■ Description of the task ■
Retype the stretch of the Pico thread from "As you noticed, the" through "self.print_raw_iter(0, core::iter::repeat(0).take(4))" without changing a character.

::: Excerpted text

Rust runs 2fast2furious on the RPico? #118330

Closed JonasFocke01 closed 9 months ago

JonasFocke01 commented 10 months ago

Hello,

I encountered an error, where my code behaves differently in debug and release mode and i was not able to fix this with any black_box tricks. This can be, that im doing something wrong, but i banged my head at walls for hours not acheaving anyting.
My case might be specific, but its rust non the less. Im programming a rpi pico and want to drive a tm1637 chip with it. Im using the tm1637 to drive a (seven segment display. I have boiled down my code to just the part that is not working in release mode. Here is the main part (without all the import stuff..):

#[entry]
#[allow(clippy::too_many_lines)]
fn main() -> ! {
    #[allow(clippy::unwrap_used)]
    let mut pac = pac::Peripherals::take().unwrap();

    let mut watchdog = hal::Watchdog::new(pac.WATCHDOG);

    watchdog.start(ExtU32::secs(1));

    #[allow(clippy::unwrap_used)]
    let clocks = hal::clocks::init_clocks_and_plls(
        rp_pico::XOSC_CRYSTAL_FREQ,
        pac.XOSC,
        pac.CLOCKS,
        pac.PLL_SYS,
        pac.PLL_USB,
        &mut pac.RESETS,
        &mut watchdog,
    )
    .ok()
    .unwrap();

    let hal_sio = hal::Sio::new(pac.SIO);

    let pins = rp_pico::Pins::new(
        pac.IO_BANK0,
        pac.PADS_BANK0,
        hal_sio.gpio_bank0,
        &mut pac.RESETS,
    );
    let core = pac::CorePeripherals::take().unwrap();
    let mut delay = cortex_m::delay::Delay::new(core.SYST, clocks.system_clock.freq().to_Hz());

    let mut clock_pin = pins.gpio6.into_push_pull_output();
    let mut data_pin = pins.gpio7.into_push_pull_output();

    let tm = TM1637::new(&mut clock_pin, &mut data_pin, &mut delay);

    tm.init(); // <-- seems to work

    loop {
        tm.clear() // <-- works in dev, but not in release mode
        tm.display(&[5]) // <-- same behavior
    }

As you noticed, the TM1637 stuff is abstracted away, because it is a crate that i used. I tinkered around with it, but i also cant find the issue there. I will not include its whole code (it could be anything), to not flood this issue, but here is a snapshot of it with the functions that could be the problem here:

    pub fn init(&mut self) -> Res<E> {
        self.start()?;
        self.send(ADDRESS_AUTO_INCREMENT_1_MODE)?;
        self.stop()?;

        Ok(())
    }

    pub fn clear(&mut self) -> Res<E> {
        self.print_raw_iter(0, core::iter::repeat(0).take(4))
    }

    pub fn print_raw(&mut self, address: u8, bytes: &[u8]) -> Res<E> {
        self.print_raw_iter(address, bytes.iter().map(|b| *b))
    }

    pub fn print_chars(&mut self, address: u8, chars: &[char]) -> Res<E> {
        self.print_raw_iter(address, chars.iter().map(|b| char_to_raw(*b)))?;
        Ok(())

::::::
::: Material supplied

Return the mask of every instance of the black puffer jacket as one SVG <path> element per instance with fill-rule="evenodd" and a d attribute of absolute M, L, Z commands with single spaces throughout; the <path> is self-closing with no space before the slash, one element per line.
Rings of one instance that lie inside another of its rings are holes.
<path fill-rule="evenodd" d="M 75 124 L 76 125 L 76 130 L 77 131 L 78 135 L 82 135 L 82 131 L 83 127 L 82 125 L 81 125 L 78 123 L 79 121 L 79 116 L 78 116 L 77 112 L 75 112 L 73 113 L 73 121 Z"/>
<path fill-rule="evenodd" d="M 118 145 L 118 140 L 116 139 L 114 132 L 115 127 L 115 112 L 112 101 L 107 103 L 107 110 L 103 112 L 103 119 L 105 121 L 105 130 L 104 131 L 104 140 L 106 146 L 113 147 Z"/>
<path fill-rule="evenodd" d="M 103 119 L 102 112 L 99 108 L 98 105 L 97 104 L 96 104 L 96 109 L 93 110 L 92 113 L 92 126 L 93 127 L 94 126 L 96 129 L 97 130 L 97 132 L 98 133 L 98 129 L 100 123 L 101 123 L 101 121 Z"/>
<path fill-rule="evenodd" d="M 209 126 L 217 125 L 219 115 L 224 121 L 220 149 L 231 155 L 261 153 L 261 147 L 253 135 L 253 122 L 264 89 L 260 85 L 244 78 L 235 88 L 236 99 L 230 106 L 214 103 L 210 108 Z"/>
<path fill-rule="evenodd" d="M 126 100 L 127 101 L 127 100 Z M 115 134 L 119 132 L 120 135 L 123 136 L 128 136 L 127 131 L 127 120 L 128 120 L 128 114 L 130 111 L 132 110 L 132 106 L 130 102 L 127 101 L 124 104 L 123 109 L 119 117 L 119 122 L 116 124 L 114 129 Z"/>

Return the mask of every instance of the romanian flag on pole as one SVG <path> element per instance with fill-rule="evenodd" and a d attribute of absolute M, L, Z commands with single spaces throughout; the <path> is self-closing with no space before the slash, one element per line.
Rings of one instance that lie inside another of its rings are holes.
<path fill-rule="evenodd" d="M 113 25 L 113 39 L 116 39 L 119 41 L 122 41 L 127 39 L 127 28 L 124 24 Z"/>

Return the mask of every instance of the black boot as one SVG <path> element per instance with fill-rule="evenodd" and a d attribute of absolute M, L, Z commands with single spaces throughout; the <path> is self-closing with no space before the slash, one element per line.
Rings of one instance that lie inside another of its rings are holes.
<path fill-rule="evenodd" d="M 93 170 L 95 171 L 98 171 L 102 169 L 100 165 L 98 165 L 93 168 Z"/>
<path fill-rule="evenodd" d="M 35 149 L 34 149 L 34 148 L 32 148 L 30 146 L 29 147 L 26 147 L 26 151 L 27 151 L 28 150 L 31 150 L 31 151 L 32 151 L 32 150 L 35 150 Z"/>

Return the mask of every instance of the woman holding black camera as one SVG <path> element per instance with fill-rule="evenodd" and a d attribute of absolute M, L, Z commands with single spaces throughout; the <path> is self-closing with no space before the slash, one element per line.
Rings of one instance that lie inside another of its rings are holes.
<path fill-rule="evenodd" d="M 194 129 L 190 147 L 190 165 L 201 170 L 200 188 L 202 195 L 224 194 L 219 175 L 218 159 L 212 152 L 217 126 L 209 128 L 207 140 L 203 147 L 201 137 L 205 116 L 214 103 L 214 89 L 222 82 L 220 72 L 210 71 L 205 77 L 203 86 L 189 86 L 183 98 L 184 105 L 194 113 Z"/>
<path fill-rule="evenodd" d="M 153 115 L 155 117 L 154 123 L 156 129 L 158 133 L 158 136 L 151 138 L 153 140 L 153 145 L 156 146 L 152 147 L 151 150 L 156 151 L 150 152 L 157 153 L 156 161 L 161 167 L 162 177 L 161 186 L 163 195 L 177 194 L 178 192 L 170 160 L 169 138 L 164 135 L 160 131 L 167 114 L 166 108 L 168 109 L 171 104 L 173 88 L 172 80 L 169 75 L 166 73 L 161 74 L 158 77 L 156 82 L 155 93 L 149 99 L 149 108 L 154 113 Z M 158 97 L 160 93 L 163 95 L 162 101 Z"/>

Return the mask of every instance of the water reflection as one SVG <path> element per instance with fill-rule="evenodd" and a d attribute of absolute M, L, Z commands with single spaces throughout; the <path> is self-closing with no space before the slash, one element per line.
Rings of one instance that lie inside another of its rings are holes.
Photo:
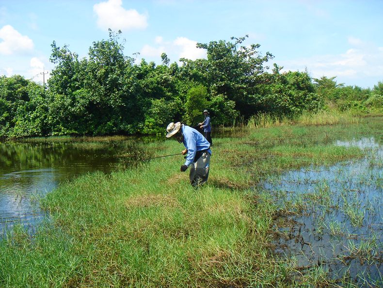
<path fill-rule="evenodd" d="M 87 172 L 108 172 L 131 141 L 0 143 L 0 236 L 15 224 L 33 227 L 46 217 L 34 201 Z"/>
<path fill-rule="evenodd" d="M 335 144 L 366 149 L 367 155 L 262 184 L 279 207 L 277 251 L 303 271 L 320 267 L 334 279 L 373 286 L 382 279 L 383 149 L 373 138 Z"/>

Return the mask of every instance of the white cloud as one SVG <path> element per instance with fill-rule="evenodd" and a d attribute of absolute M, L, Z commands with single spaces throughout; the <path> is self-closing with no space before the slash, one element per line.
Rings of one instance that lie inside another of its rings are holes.
<path fill-rule="evenodd" d="M 179 58 L 186 58 L 194 60 L 206 57 L 206 50 L 197 48 L 196 47 L 196 41 L 190 40 L 185 37 L 178 37 L 174 40 L 174 43 L 181 49 Z"/>
<path fill-rule="evenodd" d="M 349 43 L 354 46 L 359 46 L 363 44 L 363 42 L 360 39 L 354 37 L 349 37 Z"/>
<path fill-rule="evenodd" d="M 50 77 L 49 73 L 47 74 L 47 71 L 45 69 L 44 62 L 37 57 L 34 57 L 30 61 L 31 69 L 29 71 L 30 75 L 33 75 L 32 80 L 35 82 L 43 83 L 44 81 L 47 83 L 47 81 Z M 45 75 L 43 75 L 44 72 Z"/>
<path fill-rule="evenodd" d="M 156 37 L 155 39 L 154 39 L 154 41 L 157 43 L 158 44 L 160 44 L 162 43 L 163 41 L 163 38 L 161 36 L 157 36 Z"/>
<path fill-rule="evenodd" d="M 97 24 L 104 30 L 142 29 L 147 26 L 147 16 L 135 9 L 126 10 L 122 0 L 109 0 L 95 4 L 93 11 L 97 17 Z"/>
<path fill-rule="evenodd" d="M 44 63 L 36 57 L 34 57 L 31 59 L 30 64 L 31 67 L 33 68 L 39 68 L 40 69 L 43 69 L 44 67 Z"/>
<path fill-rule="evenodd" d="M 165 51 L 165 48 L 163 47 L 156 48 L 150 45 L 145 45 L 140 51 L 140 54 L 145 57 L 159 57 Z"/>
<path fill-rule="evenodd" d="M 30 21 L 28 23 L 28 26 L 32 30 L 38 30 L 39 27 L 37 23 L 37 16 L 34 13 L 30 13 L 29 16 Z"/>
<path fill-rule="evenodd" d="M 207 57 L 206 50 L 196 47 L 196 41 L 185 37 L 178 37 L 173 41 L 165 41 L 161 36 L 157 36 L 154 39 L 154 42 L 157 45 L 144 46 L 140 51 L 143 58 L 157 62 L 160 60 L 160 57 L 162 53 L 166 53 L 171 61 L 178 60 L 181 58 L 195 60 Z"/>
<path fill-rule="evenodd" d="M 33 41 L 28 36 L 21 35 L 10 25 L 0 29 L 0 54 L 12 55 L 24 53 L 33 48 Z"/>
<path fill-rule="evenodd" d="M 283 71 L 304 71 L 307 68 L 315 78 L 337 76 L 338 83 L 347 85 L 372 87 L 383 79 L 383 49 L 359 39 L 348 39 L 351 45 L 344 53 L 335 55 L 320 55 L 278 63 Z"/>

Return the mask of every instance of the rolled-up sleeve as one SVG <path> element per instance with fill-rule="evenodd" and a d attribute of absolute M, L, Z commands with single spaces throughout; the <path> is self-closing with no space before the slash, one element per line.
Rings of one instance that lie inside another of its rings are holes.
<path fill-rule="evenodd" d="M 190 136 L 185 137 L 184 140 L 186 143 L 186 148 L 188 149 L 188 155 L 186 156 L 185 165 L 189 166 L 194 161 L 195 153 L 197 152 L 197 145 L 195 140 Z"/>

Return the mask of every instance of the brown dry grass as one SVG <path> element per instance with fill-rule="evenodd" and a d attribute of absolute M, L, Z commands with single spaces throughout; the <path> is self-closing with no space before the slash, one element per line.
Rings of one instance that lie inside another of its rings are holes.
<path fill-rule="evenodd" d="M 128 208 L 153 206 L 179 207 L 178 200 L 174 197 L 163 194 L 146 194 L 133 196 L 125 201 Z"/>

::::::

■ Finished answer ■
As you noticed, the TM1637 stuff is abstracted away, because it is a crate that i used. I tinkered around with it, but i also cant find the issue there. I will not include its whole code (it could be anything), to not flood this issue, but here is a snapshot of it with the functions that could be the problem here:

    pub fn init(&mut self) -> Res<E> {
        self.start()?;
        self.send(ADDRESS_AUTO_INCREMENT_1_MODE)?;
        self.stop()?;

        Ok(())
    }

    pub fn clear(&mut self) -> Res<E> {
        self.print_raw_iter(0, core::iter::repeat(0).take(4))